# Point labeling examples:
+-------+

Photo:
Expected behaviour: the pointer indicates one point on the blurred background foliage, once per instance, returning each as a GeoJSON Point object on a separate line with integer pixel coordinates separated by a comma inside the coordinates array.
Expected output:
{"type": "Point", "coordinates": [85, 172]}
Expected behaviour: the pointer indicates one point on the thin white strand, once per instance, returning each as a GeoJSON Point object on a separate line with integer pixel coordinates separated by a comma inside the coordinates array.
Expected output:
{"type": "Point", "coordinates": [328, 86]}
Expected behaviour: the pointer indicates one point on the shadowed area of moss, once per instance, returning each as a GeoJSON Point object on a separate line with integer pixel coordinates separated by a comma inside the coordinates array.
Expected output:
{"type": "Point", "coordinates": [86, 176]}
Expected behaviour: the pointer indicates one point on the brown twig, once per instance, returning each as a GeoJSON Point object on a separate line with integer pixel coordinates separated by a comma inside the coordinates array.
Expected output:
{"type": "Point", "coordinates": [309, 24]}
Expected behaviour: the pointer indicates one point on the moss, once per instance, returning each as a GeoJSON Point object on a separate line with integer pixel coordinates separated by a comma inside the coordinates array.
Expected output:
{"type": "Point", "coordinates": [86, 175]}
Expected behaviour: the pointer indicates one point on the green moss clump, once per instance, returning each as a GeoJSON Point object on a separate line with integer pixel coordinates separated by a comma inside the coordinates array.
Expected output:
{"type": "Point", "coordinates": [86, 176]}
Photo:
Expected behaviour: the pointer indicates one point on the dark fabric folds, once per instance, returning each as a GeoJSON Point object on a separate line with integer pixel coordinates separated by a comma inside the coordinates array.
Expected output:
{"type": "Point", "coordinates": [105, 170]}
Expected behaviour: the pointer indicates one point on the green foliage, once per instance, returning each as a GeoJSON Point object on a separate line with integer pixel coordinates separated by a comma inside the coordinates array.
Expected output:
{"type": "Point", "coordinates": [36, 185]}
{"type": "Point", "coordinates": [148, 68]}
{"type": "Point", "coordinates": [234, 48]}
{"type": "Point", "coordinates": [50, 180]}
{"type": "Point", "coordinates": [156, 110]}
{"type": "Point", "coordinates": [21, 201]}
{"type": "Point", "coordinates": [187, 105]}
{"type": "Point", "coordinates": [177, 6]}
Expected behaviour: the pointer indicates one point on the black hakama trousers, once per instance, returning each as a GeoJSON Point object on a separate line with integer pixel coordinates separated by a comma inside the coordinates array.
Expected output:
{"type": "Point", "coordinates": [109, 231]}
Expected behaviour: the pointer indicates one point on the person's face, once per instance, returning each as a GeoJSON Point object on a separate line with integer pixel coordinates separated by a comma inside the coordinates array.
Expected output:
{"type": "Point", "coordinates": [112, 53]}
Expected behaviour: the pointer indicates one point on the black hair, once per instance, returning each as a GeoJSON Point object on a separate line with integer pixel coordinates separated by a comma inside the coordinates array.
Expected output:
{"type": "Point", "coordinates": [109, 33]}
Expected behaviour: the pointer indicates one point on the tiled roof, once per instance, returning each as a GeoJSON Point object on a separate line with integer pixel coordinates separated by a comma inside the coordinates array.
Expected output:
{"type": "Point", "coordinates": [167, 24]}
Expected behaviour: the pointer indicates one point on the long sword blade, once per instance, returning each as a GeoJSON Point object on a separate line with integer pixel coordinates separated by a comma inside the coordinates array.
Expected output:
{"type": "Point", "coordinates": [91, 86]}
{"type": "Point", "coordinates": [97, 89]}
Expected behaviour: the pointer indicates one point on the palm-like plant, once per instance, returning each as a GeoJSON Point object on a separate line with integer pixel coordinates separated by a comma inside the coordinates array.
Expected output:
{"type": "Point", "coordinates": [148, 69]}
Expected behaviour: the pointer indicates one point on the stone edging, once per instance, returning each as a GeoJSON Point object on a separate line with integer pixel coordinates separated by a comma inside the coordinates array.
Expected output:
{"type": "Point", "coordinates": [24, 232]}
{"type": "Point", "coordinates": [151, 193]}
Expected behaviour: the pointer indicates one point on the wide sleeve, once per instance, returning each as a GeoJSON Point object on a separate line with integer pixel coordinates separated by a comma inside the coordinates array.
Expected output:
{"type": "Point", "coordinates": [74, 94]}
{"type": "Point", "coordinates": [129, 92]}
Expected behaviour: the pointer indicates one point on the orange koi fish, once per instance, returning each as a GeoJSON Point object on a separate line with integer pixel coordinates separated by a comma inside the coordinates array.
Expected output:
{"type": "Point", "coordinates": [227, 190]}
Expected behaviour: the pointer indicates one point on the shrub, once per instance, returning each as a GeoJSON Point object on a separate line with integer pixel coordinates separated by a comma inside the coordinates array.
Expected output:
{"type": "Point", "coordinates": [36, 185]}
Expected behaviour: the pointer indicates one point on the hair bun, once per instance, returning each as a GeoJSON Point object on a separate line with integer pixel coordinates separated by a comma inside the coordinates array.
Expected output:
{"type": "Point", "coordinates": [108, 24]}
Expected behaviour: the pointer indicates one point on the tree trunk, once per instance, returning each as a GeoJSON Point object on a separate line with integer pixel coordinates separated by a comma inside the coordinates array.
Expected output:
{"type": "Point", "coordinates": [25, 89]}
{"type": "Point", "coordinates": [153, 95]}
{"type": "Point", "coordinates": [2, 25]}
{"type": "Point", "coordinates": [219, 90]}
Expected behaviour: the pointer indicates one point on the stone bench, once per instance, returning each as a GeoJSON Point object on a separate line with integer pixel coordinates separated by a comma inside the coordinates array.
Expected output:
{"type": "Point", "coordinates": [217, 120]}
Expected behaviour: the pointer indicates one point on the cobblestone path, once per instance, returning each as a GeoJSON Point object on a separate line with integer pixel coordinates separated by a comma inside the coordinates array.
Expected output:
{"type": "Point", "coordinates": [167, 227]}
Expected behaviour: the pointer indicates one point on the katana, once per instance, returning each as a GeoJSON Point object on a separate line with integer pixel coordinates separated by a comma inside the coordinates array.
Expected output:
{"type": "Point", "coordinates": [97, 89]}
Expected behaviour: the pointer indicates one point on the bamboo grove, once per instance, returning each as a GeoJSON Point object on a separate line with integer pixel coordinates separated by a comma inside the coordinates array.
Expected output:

+-------+

# Work to complete:
Format the lines of the listing above as a numbered list, omitting any blank lines.

# In response:
1. Photo:
2. Expected behaviour: the pointer indicates one point on the blurred background foliage, once per instance, returning each as a GeoJSON Point object on a separate line with integer pixel coordinates separated by a comma inside the coordinates array.
3. Expected output:
4. {"type": "Point", "coordinates": [85, 172]}
5. Expected behaviour: the pointer indicates one point on the thin white strand, once per instance, returning each as a GeoJSON Point object on a separate line with integer pixel coordinates separated by a comma inside the coordinates array.
6. Expected output:
7. {"type": "Point", "coordinates": [328, 86]}
8. Expected behaviour: the pointer indicates one point on the shadowed area of moss, once per instance, returning each as a GeoJSON Point object on a separate line with integer pixel coordinates separated by a comma inside the coordinates array.
9. Expected output:
10. {"type": "Point", "coordinates": [86, 176]}
11. Expected behaviour: the pointer indicates one point on the brown twig, once per instance, returning each as a GeoJSON Point object on a separate line with integer pixel coordinates separated by a comma inside the coordinates array.
12. Expected output:
13. {"type": "Point", "coordinates": [309, 24]}
14. Expected behaviour: the pointer indicates one point on the moss, once per instance, returning each as a GeoJSON Point object on a separate line with integer pixel coordinates separated by a comma inside the coordinates array.
15. Expected output:
16. {"type": "Point", "coordinates": [86, 175]}
17. Expected behaviour: the pointer indicates one point on the green moss clump, once per instance, returning each as a GeoJSON Point object on a separate line with integer pixel coordinates separated by a comma inside the coordinates array.
18. Expected output:
19. {"type": "Point", "coordinates": [86, 176]}
20. Photo:
21. Expected behaviour: the pointer indicates one point on the dark fabric folds, once per instance, returning each as a GeoJSON Point object on a separate line with integer pixel coordinates separated by a comma inside the coordinates array.
22. Expected output:
23. {"type": "Point", "coordinates": [105, 170]}
24. Expected behaviour: the pointer indicates one point on the green foliage, once per instance, returning each as a GeoJSON Point object on a separate line with integer pixel coordinates separated by a comma inside the coordinates array.
25. Expected output:
26. {"type": "Point", "coordinates": [36, 185]}
27. {"type": "Point", "coordinates": [148, 68]}
28. {"type": "Point", "coordinates": [234, 48]}
29. {"type": "Point", "coordinates": [50, 180]}
30. {"type": "Point", "coordinates": [156, 110]}
31. {"type": "Point", "coordinates": [21, 201]}
32. {"type": "Point", "coordinates": [187, 105]}
33. {"type": "Point", "coordinates": [177, 6]}
34. Expected behaviour: the pointer indicates one point on the black hakama trousers, once per instance, returning each as a GeoJSON Point object on a separate line with integer pixel coordinates separated by a comma inside the coordinates array.
35. Expected output:
36. {"type": "Point", "coordinates": [109, 231]}
37. Expected behaviour: the pointer indicates one point on the person's face, once per instance, returning each as a GeoJSON Point object on a separate line with integer pixel coordinates separated by a comma inside the coordinates array.
38. Expected output:
39. {"type": "Point", "coordinates": [112, 53]}
40. Expected behaviour: the pointer indicates one point on the black hair, once per instance, returning each as a GeoJSON Point object on a separate line with integer pixel coordinates separated by a comma inside the coordinates array.
41. Expected output:
42. {"type": "Point", "coordinates": [109, 33]}
43. Expected behaviour: the pointer indicates one point on the tiled roof, once per instance, returning each as a GeoJSON Point object on a separate line with integer pixel coordinates separated by a comma inside the coordinates array.
44. Expected output:
45. {"type": "Point", "coordinates": [167, 24]}
46. Expected behaviour: the pointer indicates one point on the long sword blade, once per instance, returning each as a GeoJSON Point object on a separate line with integer pixel coordinates separated by a comma inside the coordinates array.
47. Expected output:
48. {"type": "Point", "coordinates": [91, 86]}
49. {"type": "Point", "coordinates": [97, 89]}
50. Expected behaviour: the pointer indicates one point on the palm-like plant, once per instance, returning each as a GeoJSON Point object on a separate line with integer pixel coordinates separated by a comma inside the coordinates array.
51. Expected output:
52. {"type": "Point", "coordinates": [148, 69]}
53. Expected behaviour: the pointer indicates one point on the stone edging, once per instance, returning each as a GeoJSON Point object on a separate line with integer pixel coordinates separated by a comma inside the coordinates array.
54. Expected output:
55. {"type": "Point", "coordinates": [24, 232]}
56. {"type": "Point", "coordinates": [151, 193]}
57. Expected behaviour: the pointer indicates one point on the wide sleeve, once per instance, returning each as a GeoJSON Point object on a separate line with integer pixel coordinates separated by a comma inside the coordinates array.
58. Expected output:
59. {"type": "Point", "coordinates": [74, 94]}
60. {"type": "Point", "coordinates": [129, 92]}
61. Expected behaviour: the pointer indicates one point on the orange koi fish, once per instance, returning each as a GeoJSON Point object on a separate line with integer pixel coordinates separated by a comma inside the coordinates array.
62. Expected output:
63. {"type": "Point", "coordinates": [227, 190]}
64. Expected behaviour: the pointer indicates one point on the shrub, once per instance, returning each as a GeoJSON Point object on a separate line with integer pixel coordinates separated by a comma inside the coordinates array.
65. Expected output:
66. {"type": "Point", "coordinates": [36, 185]}
67. Expected behaviour: the pointer indicates one point on the hair bun, once per instance, returning each as a GeoJSON Point object on a separate line with integer pixel coordinates separated by a comma inside the coordinates array.
68. Expected output:
69. {"type": "Point", "coordinates": [108, 24]}
70. Expected behaviour: the pointer indicates one point on the tree trunk, once per instance, returning each as a GeoJSON Point object on a separate line with integer pixel coordinates separated by a comma inside the coordinates array.
71. Expected output:
72. {"type": "Point", "coordinates": [25, 89]}
73. {"type": "Point", "coordinates": [153, 95]}
74. {"type": "Point", "coordinates": [2, 25]}
75. {"type": "Point", "coordinates": [219, 90]}
76. Expected behaviour: the pointer indicates one point on the stone bench, once per instance, returning each as a GeoJSON Point object on a separate line with integer pixel coordinates separated by a comma inside the coordinates array.
77. Expected output:
78. {"type": "Point", "coordinates": [217, 120]}
79. Expected behaviour: the pointer indicates one point on the cobblestone path, once per instance, returning each as a GeoJSON Point object on a separate line with integer pixel coordinates separated by a comma inside the coordinates array.
80. Expected output:
81. {"type": "Point", "coordinates": [167, 227]}
82. Expected behaviour: the pointer indicates one point on the katana, once per instance, returning each as a GeoJSON Point object on a separate line with integer pixel coordinates separated by a comma inside the coordinates array.
83. Expected output:
84. {"type": "Point", "coordinates": [97, 89]}
85. Expected behaviour: the pointer indicates one point on the bamboo grove, once per instance, returning each as a GeoJSON Point object on a separate line with integer pixel coordinates separated by a comma inside the coordinates array.
86. Expected output:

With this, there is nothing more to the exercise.